YOUR GOAL -> Extract every entry word for word.

DATA LISTING ->

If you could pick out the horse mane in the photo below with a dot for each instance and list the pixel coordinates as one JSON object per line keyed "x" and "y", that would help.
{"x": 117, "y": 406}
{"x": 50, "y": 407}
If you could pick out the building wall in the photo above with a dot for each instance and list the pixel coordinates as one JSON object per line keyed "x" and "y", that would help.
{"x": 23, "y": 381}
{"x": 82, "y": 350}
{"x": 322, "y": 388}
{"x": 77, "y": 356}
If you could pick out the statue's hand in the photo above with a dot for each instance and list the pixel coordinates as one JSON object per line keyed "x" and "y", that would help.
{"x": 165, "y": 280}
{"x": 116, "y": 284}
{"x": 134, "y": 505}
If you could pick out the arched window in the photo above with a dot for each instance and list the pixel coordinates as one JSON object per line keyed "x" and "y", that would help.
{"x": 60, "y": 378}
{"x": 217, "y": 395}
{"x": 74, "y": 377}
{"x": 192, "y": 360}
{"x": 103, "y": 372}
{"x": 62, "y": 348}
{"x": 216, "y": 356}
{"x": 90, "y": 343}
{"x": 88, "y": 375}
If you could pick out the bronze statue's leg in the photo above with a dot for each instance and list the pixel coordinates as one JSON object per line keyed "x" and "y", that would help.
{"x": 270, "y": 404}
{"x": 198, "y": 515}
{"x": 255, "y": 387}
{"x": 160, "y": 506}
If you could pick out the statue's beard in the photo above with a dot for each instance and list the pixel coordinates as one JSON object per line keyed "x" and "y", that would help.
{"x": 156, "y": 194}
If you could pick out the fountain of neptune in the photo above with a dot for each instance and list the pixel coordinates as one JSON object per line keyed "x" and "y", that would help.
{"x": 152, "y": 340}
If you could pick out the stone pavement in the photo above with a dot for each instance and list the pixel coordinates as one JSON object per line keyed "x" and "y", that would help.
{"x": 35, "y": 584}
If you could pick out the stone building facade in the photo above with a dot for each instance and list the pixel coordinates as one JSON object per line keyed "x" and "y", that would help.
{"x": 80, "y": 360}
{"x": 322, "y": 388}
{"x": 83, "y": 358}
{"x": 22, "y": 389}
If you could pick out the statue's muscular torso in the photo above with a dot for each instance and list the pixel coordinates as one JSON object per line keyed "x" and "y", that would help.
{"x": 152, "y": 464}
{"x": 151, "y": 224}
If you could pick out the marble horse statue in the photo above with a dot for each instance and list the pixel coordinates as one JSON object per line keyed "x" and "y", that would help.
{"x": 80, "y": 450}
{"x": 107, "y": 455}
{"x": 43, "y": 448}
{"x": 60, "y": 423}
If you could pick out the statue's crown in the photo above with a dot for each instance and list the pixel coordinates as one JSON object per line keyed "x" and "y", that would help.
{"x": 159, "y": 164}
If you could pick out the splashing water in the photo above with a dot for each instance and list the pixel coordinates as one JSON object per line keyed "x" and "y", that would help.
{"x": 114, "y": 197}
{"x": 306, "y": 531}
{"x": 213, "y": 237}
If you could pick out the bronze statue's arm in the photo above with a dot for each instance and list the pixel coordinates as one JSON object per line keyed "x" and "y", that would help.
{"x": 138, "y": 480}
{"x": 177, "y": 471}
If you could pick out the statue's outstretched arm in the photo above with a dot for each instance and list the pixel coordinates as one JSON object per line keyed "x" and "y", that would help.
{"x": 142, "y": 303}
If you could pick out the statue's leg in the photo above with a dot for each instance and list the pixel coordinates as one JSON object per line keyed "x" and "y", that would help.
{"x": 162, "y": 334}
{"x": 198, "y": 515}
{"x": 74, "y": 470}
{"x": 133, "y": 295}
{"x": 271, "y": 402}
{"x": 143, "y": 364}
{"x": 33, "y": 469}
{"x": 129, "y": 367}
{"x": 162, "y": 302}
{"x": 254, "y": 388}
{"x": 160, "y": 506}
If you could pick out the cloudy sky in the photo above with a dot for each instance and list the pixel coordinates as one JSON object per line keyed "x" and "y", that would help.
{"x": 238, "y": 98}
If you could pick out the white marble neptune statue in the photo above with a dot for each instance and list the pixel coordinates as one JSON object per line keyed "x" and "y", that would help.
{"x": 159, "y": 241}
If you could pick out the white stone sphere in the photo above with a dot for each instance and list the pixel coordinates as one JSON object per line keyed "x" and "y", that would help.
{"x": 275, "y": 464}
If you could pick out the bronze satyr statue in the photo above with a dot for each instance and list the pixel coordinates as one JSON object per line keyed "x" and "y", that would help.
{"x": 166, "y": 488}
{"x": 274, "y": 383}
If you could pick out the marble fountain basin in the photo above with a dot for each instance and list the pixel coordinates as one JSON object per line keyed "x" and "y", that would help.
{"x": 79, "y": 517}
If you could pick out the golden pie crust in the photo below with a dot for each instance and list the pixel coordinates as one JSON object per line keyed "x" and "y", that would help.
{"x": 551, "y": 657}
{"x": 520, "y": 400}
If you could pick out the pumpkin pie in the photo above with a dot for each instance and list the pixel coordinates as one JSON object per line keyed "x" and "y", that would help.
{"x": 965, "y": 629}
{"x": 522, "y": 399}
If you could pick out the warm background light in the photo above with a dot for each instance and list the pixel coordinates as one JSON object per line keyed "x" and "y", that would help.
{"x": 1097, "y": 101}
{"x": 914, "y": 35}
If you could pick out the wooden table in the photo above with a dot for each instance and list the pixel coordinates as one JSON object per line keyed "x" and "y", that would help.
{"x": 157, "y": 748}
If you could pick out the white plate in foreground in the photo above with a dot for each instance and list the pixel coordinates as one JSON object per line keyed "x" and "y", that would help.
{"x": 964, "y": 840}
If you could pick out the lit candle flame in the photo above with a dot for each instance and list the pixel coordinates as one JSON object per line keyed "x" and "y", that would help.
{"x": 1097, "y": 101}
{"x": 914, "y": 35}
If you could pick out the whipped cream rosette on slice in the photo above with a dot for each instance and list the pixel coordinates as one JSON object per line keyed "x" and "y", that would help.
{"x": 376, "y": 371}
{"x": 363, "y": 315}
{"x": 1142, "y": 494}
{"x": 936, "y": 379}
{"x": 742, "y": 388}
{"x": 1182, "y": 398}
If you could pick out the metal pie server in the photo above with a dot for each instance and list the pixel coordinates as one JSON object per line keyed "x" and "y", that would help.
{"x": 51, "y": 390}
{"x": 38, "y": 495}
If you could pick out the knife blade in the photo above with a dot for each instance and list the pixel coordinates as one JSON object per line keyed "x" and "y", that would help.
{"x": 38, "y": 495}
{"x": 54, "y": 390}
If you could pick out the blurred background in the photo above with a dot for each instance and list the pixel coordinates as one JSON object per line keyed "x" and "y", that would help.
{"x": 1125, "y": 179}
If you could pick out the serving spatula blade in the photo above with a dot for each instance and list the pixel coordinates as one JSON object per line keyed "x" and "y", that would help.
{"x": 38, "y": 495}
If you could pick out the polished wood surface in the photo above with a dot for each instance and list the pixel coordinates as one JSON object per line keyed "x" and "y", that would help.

EXERCISE OUTPUT ->
If you could pick out the horse mane in the photo below with a dot for each instance and list the pixel coordinates as one JSON object per line keyed "x" and "y", that would help.
{"x": 117, "y": 406}
{"x": 50, "y": 407}
If you could pick out the building wall in the photo above with a dot for each instance and list the pixel coordinates as one JSON object per line keyed "x" and "y", that would help.
{"x": 23, "y": 381}
{"x": 82, "y": 350}
{"x": 322, "y": 388}
{"x": 77, "y": 356}
If you could pick out the statue's hand in the photo above with a dot for each instance and list the pixel coordinates as one JSON object per line keyed "x" and "y", that would help.
{"x": 165, "y": 280}
{"x": 116, "y": 284}
{"x": 134, "y": 505}
If you could pick out the arched window in the photo above with a dot for each instance and list the pixel coordinates as one JSON object per line keyed "x" and "y", that would help.
{"x": 60, "y": 378}
{"x": 217, "y": 395}
{"x": 74, "y": 377}
{"x": 192, "y": 360}
{"x": 103, "y": 372}
{"x": 62, "y": 348}
{"x": 216, "y": 356}
{"x": 90, "y": 343}
{"x": 88, "y": 375}
If you could pick out the bronze statue's leg in the photo above with a dot for each instance and list the pixel coordinates as one JSON object per line keyed "x" and "y", that would help.
{"x": 270, "y": 404}
{"x": 198, "y": 515}
{"x": 255, "y": 387}
{"x": 160, "y": 506}
If you could pick out the statue's beard in the photo above with a dot for each instance and list the pixel coordinates as one JSON object per line keyed "x" and "y", that would help.
{"x": 156, "y": 194}
If you could pick out the fountain of neptune in the photo above with a dot for each instance and list the pixel coordinates as one JSON object per line keyed "x" and "y", that would help.
{"x": 152, "y": 340}
If you could pick out the stone pavement in the photo above with a dot for each instance and list the pixel coordinates as one JSON object per line keyed "x" and "y", that would help.
{"x": 35, "y": 584}
If you could pick out the stone building facade in the photo above with a dot for each instance and list the pixel coordinates as one JSON object per line keyed "x" and "y", that would help.
{"x": 80, "y": 360}
{"x": 322, "y": 388}
{"x": 83, "y": 358}
{"x": 22, "y": 389}
If you could pick out the statue's muscular torso in the photo above with a dot for each instance and list the pixel coordinates as one JSON object per line keyed "x" and "y", that would help.
{"x": 152, "y": 464}
{"x": 151, "y": 224}
If you could pick out the marble horse statue in the photo above with a dot for each instance and list the pixel coordinates as one JSON object per line keyed "x" and "y", that would help.
{"x": 80, "y": 450}
{"x": 107, "y": 455}
{"x": 43, "y": 448}
{"x": 60, "y": 423}
If you could pick out the statue's crown in the photo above with a dot for each instance and list the pixel coordinates as one JSON object per line keyed "x" and "y", that would help.
{"x": 159, "y": 164}
If you could pick out the splashing water in the photo above with a dot for each instance and list the pixel coordinates as one JSON object per line keyed "x" and "y", that would help.
{"x": 114, "y": 197}
{"x": 306, "y": 531}
{"x": 213, "y": 237}
If you could pick out the bronze statue's arm in the photo above with a dot for each instance and list the pixel coordinates as one JSON object per line keyed "x" and "y", that would help.
{"x": 138, "y": 480}
{"x": 177, "y": 471}
If you could pick out the statue's outstretched arm in the photo above with a dot for each instance and list the pixel coordinates as one JSON object per line keyed "x" and "y", that would help.
{"x": 142, "y": 303}
If you could pick out the statue's leg in the photo above with a dot for each instance and list the pixel coordinates as one JSON object per line keyed "x" and "y", that would help.
{"x": 162, "y": 334}
{"x": 198, "y": 515}
{"x": 74, "y": 470}
{"x": 133, "y": 295}
{"x": 271, "y": 402}
{"x": 143, "y": 364}
{"x": 33, "y": 469}
{"x": 129, "y": 367}
{"x": 162, "y": 302}
{"x": 254, "y": 388}
{"x": 160, "y": 506}
If you could pick out the cloudy sky in the photo above with a dot for each instance and list the pixel coordinates as one JSON object per line keyed "x" and "y", that would help.
{"x": 238, "y": 98}
If you could pick out the white marble neptune statue in the photo above with a dot for each instance and list the pixel coordinates as one JSON object per line keyed "x" and "y", that would help.
{"x": 159, "y": 241}
If you could pick out the white stone sphere in the photo above with a dot for each instance and list the pixel coordinates as one JSON object per line keyed "x" and "y", that would help.
{"x": 275, "y": 464}
If you could pick out the bronze satyr statue in the photo above with a dot for each instance and list the pixel coordinates as one JSON object per line keyed "x" and "y", that would help.
{"x": 166, "y": 488}
{"x": 274, "y": 383}
If you could pick out the marble fountain basin in the photo above with a dot for each instance and list the pixel coordinates as one JSON object per line keyed "x" and "y", that would help.
{"x": 79, "y": 517}
If you could pick out the golden pie crust in the photo below with a dot for each instance and list the pixel coordinates as one JSON object per line keyed "x" and "y", that would help.
{"x": 551, "y": 657}
{"x": 520, "y": 400}
If you could pick out the pumpkin pie in the photo above with a dot for each instance and list the pixel coordinates as one JSON object per line keyed "x" and "y", that would help.
{"x": 965, "y": 629}
{"x": 522, "y": 399}
If you could pick out the warm background light in the photo above with a dot for each instance and list the pixel coordinates as one JSON object per line keyed "x" and "y", that would help.
{"x": 1097, "y": 101}
{"x": 914, "y": 35}
If you could pick out the wooden table in the photo above with a dot for each instance and list the pixel coordinates as one JSON object per line keyed "x" and "y", that would help.
{"x": 157, "y": 748}
If you could pick out the white plate in foreground in the photo above with a dot for each instance and list the pixel coordinates as one JSON object per line keyed "x" and "y", that would help.
{"x": 964, "y": 840}
If you could pick out the lit candle flame in the photo above with a dot for each instance and list the pixel coordinates as one JSON object per line keyed "x" and "y", that would help.
{"x": 1097, "y": 101}
{"x": 914, "y": 35}
If you could pick out the whipped cream rosette on slice in the photo above with a dot for each instance and list the pixel coordinates as one JSON object per line keyed "x" and "y", that would help.
{"x": 376, "y": 371}
{"x": 363, "y": 315}
{"x": 1142, "y": 494}
{"x": 936, "y": 379}
{"x": 742, "y": 388}
{"x": 1182, "y": 398}
If you could pick out the metal pie server in the photo above with a dot for each instance and list the pixel coordinates as one JSON object per line keyed "x" and "y", that would help.
{"x": 51, "y": 390}
{"x": 38, "y": 495}
If you could pick out the knife blade in the photo above with a dot for each instance and list the pixel coordinates as one JSON object per line keyed "x" and "y", that would help.
{"x": 38, "y": 495}
{"x": 54, "y": 390}
If you could pick out the blurred background in the photo above with a dot for each instance and list the pixel coordinates as one JSON object per line keyed "x" and "y", that would help.
{"x": 1125, "y": 179}
If you could pick out the serving spatula blade in the photo above with a dot for each instance and list the pixel coordinates as one JSON object per line keyed "x" and "y", that would help.
{"x": 38, "y": 495}
If you could pick out the polished wood surface in the photo above with a dot for each instance and list the pixel coordinates as one JSON object per line keyed "x" and "y", that would help.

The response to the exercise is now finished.